Exercise brief: Retype every line of the records exactly.

[Stored data entries]
--

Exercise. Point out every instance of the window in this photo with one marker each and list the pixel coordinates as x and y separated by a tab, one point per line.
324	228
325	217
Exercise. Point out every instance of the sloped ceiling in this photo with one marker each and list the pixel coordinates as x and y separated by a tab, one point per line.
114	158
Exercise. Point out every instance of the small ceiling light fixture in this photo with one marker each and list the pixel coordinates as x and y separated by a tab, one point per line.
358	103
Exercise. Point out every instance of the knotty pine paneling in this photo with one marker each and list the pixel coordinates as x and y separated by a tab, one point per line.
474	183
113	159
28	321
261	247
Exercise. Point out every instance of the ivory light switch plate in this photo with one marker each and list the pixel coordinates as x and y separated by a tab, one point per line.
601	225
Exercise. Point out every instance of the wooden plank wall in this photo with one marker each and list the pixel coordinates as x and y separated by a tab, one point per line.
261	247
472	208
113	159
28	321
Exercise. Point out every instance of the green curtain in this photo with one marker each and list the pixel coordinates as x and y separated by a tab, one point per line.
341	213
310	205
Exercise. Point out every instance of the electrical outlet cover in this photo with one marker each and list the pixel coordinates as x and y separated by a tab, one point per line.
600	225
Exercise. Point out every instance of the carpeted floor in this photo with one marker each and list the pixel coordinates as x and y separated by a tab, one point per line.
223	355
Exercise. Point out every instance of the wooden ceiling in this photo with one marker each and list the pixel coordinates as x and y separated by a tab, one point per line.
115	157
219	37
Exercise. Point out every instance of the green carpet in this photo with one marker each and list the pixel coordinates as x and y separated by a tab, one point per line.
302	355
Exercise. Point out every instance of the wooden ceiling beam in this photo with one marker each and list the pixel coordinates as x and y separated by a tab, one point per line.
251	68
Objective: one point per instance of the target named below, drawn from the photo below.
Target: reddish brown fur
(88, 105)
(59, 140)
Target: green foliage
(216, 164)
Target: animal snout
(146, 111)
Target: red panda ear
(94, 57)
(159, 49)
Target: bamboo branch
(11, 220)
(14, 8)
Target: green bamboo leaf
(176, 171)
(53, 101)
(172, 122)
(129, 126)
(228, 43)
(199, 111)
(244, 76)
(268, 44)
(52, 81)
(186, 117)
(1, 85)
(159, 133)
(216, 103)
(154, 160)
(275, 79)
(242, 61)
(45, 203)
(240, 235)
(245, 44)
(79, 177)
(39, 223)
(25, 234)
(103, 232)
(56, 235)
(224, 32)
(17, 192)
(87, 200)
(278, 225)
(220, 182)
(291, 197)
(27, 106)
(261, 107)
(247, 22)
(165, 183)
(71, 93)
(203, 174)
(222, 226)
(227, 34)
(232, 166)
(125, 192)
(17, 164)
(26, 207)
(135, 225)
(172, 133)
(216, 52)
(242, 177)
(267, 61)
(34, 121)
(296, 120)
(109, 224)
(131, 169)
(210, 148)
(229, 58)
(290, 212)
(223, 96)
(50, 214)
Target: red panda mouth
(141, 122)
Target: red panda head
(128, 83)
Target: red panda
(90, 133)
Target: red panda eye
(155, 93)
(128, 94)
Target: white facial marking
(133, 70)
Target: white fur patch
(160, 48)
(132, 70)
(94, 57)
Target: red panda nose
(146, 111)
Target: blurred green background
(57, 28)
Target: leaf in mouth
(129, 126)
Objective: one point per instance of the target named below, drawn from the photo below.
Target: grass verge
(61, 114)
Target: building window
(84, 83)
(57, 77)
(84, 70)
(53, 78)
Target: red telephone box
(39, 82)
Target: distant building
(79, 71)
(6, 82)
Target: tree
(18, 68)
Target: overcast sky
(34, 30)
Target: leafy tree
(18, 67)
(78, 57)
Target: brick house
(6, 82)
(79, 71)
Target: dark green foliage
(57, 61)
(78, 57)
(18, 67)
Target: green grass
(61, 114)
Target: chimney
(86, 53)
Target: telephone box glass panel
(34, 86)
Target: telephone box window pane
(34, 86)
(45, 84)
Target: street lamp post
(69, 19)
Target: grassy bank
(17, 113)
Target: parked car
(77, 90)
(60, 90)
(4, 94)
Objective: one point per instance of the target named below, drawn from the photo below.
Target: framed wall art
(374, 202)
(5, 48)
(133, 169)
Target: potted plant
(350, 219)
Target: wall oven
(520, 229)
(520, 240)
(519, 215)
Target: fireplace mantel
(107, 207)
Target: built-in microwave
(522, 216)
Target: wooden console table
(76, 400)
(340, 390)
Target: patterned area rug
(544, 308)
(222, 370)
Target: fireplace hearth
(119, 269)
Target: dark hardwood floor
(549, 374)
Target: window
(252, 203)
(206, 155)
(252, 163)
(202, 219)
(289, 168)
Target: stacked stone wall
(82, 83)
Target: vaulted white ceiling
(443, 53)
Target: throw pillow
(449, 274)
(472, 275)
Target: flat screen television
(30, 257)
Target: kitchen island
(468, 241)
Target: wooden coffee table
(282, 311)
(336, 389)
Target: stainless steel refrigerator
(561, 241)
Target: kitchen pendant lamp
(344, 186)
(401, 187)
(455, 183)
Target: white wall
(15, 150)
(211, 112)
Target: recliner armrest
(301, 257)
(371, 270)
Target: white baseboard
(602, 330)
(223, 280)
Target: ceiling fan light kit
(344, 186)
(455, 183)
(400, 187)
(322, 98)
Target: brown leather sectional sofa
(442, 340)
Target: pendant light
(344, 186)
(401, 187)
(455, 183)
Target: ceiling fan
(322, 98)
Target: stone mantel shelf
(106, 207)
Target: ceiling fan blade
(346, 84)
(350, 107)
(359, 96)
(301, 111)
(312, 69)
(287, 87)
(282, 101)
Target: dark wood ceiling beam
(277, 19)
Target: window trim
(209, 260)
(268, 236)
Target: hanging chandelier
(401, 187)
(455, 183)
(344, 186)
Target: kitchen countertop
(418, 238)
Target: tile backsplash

--

Task result:
Exercise. Point out every instance of the window in this photo with one marker each and list the pixel coordinates as x and y separated by a tab, one point per line.
324	228
325	217
Exercise. Point out every instance of the sloped ceiling in this photo with one marker each and list the pixel coordinates as x and y separated by a tab, one point per line.
114	158
Exercise. Point out every instance of the small ceiling light fixture in this photo with one marker each and list the pixel coordinates as x and y separated by a tab, one point per line.
358	103
Exercise. Point out every instance of the knotty pine paneling in this photo with one marker each and list the pixel coordinates as x and y separated by a tab, one point per line.
474	183
113	159
28	321
261	247
Exercise. Point out every instance of the ivory light switch plate in this photo with one marker each and list the pixel coordinates as x and y separated by a tab, one point per line.
601	225
Exercise. Point out every instance of the wooden plank wall in this photo with one marker each and list the pixel coordinates as x and y separated by a tab, one point per line.
261	247
472	208
113	159
28	321
Exercise. Point out every instance of the green curtain in this photo with one marker each and list the pixel coordinates as x and y separated by a tab, one point per line.
341	213
310	205
Exercise. Point out every instance of the electrical outlet cover in this photo with one marker each and list the pixel coordinates as x and y separated by a tab, one point per line.
600	225
Exercise. Point out every instance of the carpeted floor in this photo with one marker each and list the pixel coordinates as x and y separated by a tab, one point per line.
223	355
Exercise. Point out every instance of the wooden ceiling in this photo with one marker each and list the pixel coordinates as x and y separated by a tab, one point per line.
115	157
219	37
Exercise. Point out every instance of the green carpet in this photo with one marker each and list the pixel coordinates as x and y separated by a tab, one point per line.
302	355
Exercise. Point out every instance of the wooden ceiling beam in this photo with one marker each and list the pixel coordinates as x and y separated by a tab, one point per line.
251	68
Objective: one point per instance of the target named below, drawn from the photo below.
Target: reddish brown fur
(88, 105)
(59, 140)
Target: green foliage
(216, 164)
Target: animal snout
(146, 111)
Target: red panda ear
(94, 57)
(159, 49)
Target: bamboo branch
(11, 220)
(14, 8)
Target: green bamboo leaf
(176, 171)
(53, 101)
(172, 122)
(129, 126)
(228, 43)
(199, 111)
(244, 76)
(268, 44)
(52, 81)
(186, 117)
(1, 85)
(159, 133)
(216, 103)
(154, 160)
(275, 79)
(242, 61)
(45, 203)
(240, 235)
(245, 44)
(79, 177)
(39, 223)
(25, 234)
(103, 232)
(56, 235)
(224, 32)
(17, 192)
(87, 200)
(278, 225)
(220, 182)
(291, 197)
(27, 106)
(261, 107)
(247, 22)
(165, 183)
(71, 93)
(203, 174)
(222, 226)
(227, 34)
(232, 166)
(125, 192)
(17, 164)
(26, 207)
(135, 225)
(172, 133)
(216, 52)
(242, 177)
(267, 61)
(34, 121)
(296, 120)
(109, 224)
(131, 169)
(210, 148)
(229, 58)
(290, 212)
(223, 96)
(50, 214)
Target: red panda mouth
(141, 122)
Target: red panda head
(128, 83)
Target: red panda
(90, 133)
Target: red panda eye
(155, 93)
(128, 94)
Target: white facial marking
(133, 70)
Target: white fur patch
(160, 48)
(132, 70)
(94, 57)
Target: red panda nose
(146, 111)
Target: blurred green background
(57, 28)
Target: leaf in mouth
(129, 126)
Objective: one point per instance of the target named below, drawn from the photo below.
Target: grass verge
(61, 114)
Target: building window
(84, 83)
(57, 77)
(84, 70)
(53, 78)
Target: red telephone box
(39, 82)
Target: distant building
(79, 71)
(6, 82)
Target: tree
(18, 68)
Target: overcast sky
(34, 30)
Target: leafy tree
(18, 67)
(78, 57)
Target: brick house
(6, 82)
(79, 71)
Target: dark green foliage
(57, 61)
(78, 57)
(18, 67)
Target: green grass
(61, 114)
Target: chimney
(86, 53)
Target: telephone box glass panel
(34, 86)
Target: telephone box window pane
(34, 86)
(45, 84)
Target: street lamp post
(69, 19)
Target: grassy bank
(17, 113)
Target: parked car
(77, 90)
(60, 90)
(4, 94)
Objective: one point per instance of the target named below, drawn from the photo below.
Target: framed wall art
(374, 202)
(5, 48)
(133, 169)
Target: potted plant
(350, 219)
Target: wall oven
(520, 229)
(520, 240)
(519, 215)
Target: fireplace mantel
(107, 207)
Target: built-in microwave
(522, 216)
Target: wooden console table
(76, 400)
(340, 390)
Target: patterned area rug
(544, 308)
(222, 370)
Target: fireplace hearth
(119, 269)
Target: dark hardwood floor
(549, 374)
Target: window
(252, 203)
(206, 155)
(252, 163)
(202, 219)
(289, 168)
Target: stacked stone wall
(82, 83)
Target: vaulted white ceiling
(443, 53)
Target: throw pillow
(449, 274)
(472, 275)
Target: flat screen television
(30, 257)
Target: kitchen island
(468, 241)
Target: wooden coffee table
(282, 311)
(336, 389)
Target: stainless steel refrigerator
(561, 241)
Target: kitchen pendant lamp
(344, 186)
(401, 187)
(455, 183)
Target: white wall
(15, 150)
(211, 112)
Target: recliner armrest
(301, 257)
(371, 270)
Target: white baseboard
(602, 330)
(223, 280)
Target: ceiling fan light kit
(344, 186)
(455, 183)
(400, 187)
(322, 98)
Target: brown leather sectional sofa
(442, 340)
Target: pendant light
(344, 186)
(401, 187)
(455, 183)
Target: ceiling fan
(322, 98)
Target: stone mantel shelf
(106, 207)
Target: ceiling fan blade
(346, 84)
(350, 107)
(359, 96)
(301, 111)
(312, 69)
(287, 87)
(282, 101)
Target: dark wood ceiling beam
(277, 19)
Target: window trim
(209, 260)
(268, 236)
Target: hanging chandelier
(401, 187)
(455, 183)
(344, 186)
Target: kitchen countertop
(418, 238)
Target: tile backsplash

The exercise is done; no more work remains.